═══ RECORD EXTRACTS ═══

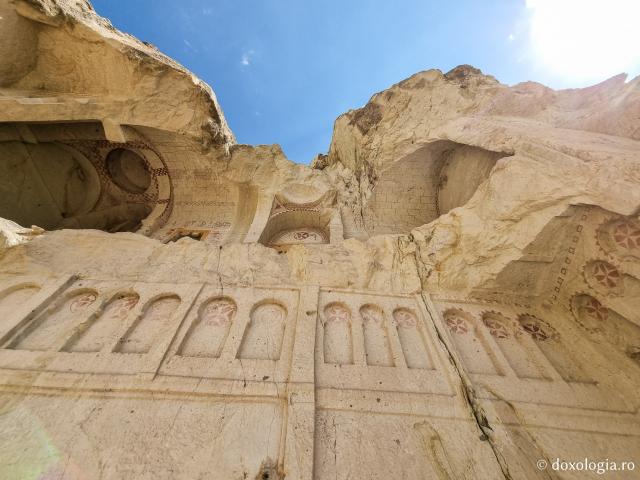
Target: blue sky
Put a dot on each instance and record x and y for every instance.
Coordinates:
(283, 70)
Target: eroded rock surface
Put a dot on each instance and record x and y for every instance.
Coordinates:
(450, 292)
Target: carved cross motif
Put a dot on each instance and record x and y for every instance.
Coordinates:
(219, 312)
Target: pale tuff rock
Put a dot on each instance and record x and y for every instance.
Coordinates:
(12, 234)
(450, 292)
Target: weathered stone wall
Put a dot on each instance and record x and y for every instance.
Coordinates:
(467, 307)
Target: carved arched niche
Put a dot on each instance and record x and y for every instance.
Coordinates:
(516, 347)
(264, 334)
(472, 348)
(61, 175)
(606, 325)
(376, 336)
(99, 329)
(208, 333)
(52, 327)
(145, 330)
(425, 184)
(411, 339)
(337, 335)
(299, 226)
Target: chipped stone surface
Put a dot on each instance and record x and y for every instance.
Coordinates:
(450, 292)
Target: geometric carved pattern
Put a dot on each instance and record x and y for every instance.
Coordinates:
(594, 309)
(404, 318)
(219, 312)
(627, 235)
(496, 324)
(457, 321)
(337, 313)
(538, 329)
(605, 274)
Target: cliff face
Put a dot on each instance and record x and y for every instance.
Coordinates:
(451, 292)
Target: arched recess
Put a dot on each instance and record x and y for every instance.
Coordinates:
(264, 333)
(376, 337)
(337, 335)
(476, 355)
(553, 348)
(143, 333)
(425, 184)
(49, 330)
(294, 227)
(208, 332)
(57, 175)
(411, 339)
(514, 347)
(605, 324)
(93, 334)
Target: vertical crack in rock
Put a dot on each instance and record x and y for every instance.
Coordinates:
(468, 393)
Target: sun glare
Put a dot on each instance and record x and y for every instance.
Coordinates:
(586, 39)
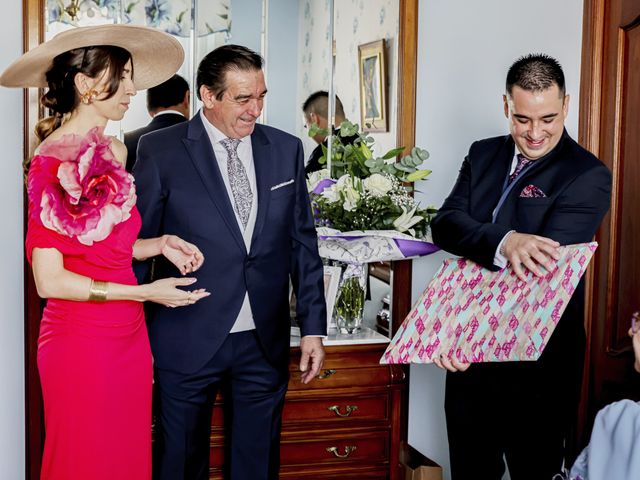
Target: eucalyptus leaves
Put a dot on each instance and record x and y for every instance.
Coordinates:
(349, 305)
(370, 193)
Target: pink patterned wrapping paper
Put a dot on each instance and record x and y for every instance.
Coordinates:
(476, 315)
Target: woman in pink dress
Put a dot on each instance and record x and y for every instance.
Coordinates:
(93, 352)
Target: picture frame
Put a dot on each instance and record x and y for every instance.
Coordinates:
(331, 283)
(373, 86)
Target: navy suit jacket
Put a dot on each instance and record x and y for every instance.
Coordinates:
(181, 191)
(578, 193)
(159, 121)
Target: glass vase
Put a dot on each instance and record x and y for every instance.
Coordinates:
(350, 302)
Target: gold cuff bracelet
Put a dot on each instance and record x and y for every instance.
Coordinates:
(98, 291)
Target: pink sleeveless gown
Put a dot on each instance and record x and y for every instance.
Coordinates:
(95, 365)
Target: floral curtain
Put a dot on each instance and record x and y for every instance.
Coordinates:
(171, 16)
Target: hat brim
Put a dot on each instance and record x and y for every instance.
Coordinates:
(156, 56)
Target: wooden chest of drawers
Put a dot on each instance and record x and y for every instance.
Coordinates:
(346, 424)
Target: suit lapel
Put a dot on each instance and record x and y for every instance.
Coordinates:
(261, 148)
(201, 153)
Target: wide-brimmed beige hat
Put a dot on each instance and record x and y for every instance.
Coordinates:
(156, 55)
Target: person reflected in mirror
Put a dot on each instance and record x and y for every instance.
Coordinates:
(238, 188)
(168, 104)
(94, 357)
(316, 111)
(516, 200)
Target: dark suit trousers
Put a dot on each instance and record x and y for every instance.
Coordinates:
(496, 410)
(253, 392)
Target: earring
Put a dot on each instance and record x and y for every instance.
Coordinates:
(89, 96)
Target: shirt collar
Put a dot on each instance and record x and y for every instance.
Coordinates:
(214, 133)
(165, 112)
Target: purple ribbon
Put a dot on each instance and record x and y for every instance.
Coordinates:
(409, 248)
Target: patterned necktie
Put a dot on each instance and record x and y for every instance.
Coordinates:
(238, 180)
(522, 162)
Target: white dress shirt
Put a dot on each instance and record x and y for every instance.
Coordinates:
(245, 154)
(500, 260)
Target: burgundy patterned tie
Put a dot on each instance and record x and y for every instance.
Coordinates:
(522, 162)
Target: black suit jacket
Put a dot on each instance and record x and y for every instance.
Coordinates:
(181, 191)
(578, 191)
(131, 138)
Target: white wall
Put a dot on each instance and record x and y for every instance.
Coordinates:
(465, 49)
(11, 257)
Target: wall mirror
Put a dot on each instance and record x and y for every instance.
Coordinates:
(295, 37)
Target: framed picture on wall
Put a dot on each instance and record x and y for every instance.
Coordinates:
(331, 283)
(373, 86)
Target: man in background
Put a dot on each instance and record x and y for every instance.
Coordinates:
(517, 199)
(316, 111)
(168, 104)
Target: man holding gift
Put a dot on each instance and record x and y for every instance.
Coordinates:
(516, 200)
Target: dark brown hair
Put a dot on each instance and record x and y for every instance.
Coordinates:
(62, 96)
(212, 71)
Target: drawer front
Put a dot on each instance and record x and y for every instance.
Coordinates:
(345, 473)
(344, 377)
(340, 409)
(339, 448)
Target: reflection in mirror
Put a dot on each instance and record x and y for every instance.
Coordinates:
(355, 23)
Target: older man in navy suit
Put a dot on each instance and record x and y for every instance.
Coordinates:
(238, 190)
(517, 199)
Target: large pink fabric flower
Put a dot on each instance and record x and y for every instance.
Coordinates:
(78, 188)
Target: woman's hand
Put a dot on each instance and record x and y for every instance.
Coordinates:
(165, 292)
(184, 255)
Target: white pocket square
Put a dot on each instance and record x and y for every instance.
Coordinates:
(283, 184)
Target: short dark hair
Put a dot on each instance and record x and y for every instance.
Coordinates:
(535, 72)
(214, 66)
(167, 94)
(318, 103)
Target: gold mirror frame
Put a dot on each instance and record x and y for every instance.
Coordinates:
(33, 35)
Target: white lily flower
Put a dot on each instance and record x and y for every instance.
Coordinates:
(315, 178)
(407, 220)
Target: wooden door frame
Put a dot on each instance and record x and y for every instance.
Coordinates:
(33, 35)
(602, 286)
(591, 84)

═══

REQUIREMENT:
Repeat, character for character, the lines from the one that holds "Target: older man in navy suit" to the final line of the material, inclusive, and no other lines.

SOLUTION FOR THIS EXERCISE:
Target: older man in navy suit
Put a dot on each instance and record x and y for every instance.
Coordinates:
(238, 190)
(517, 199)
Target: large pink fabric flower
Put a dot on each instance and record x and y for every instance.
Coordinates:
(78, 188)
Target: woman's hand
Put a dot on each instance and record x and y for every instance.
Coordinates:
(165, 292)
(184, 255)
Target: white pocket square
Put a dot on each instance and record x and y for every instance.
Coordinates:
(283, 184)
Target: short dark hair
Put a dot on each instance and record x and y for every instance.
Coordinates:
(535, 72)
(214, 66)
(167, 94)
(318, 103)
Target: gold mirror frame
Put a dot on each instance and record x and y for every instance.
Coordinates:
(33, 35)
Target: white lily flower
Put a dot on each instance and record x and y for every instance.
Coordinates:
(315, 178)
(407, 220)
Target: wooden door frame
Put a dot on each instance and record x and y for every instance.
Coordinates:
(33, 35)
(602, 286)
(591, 84)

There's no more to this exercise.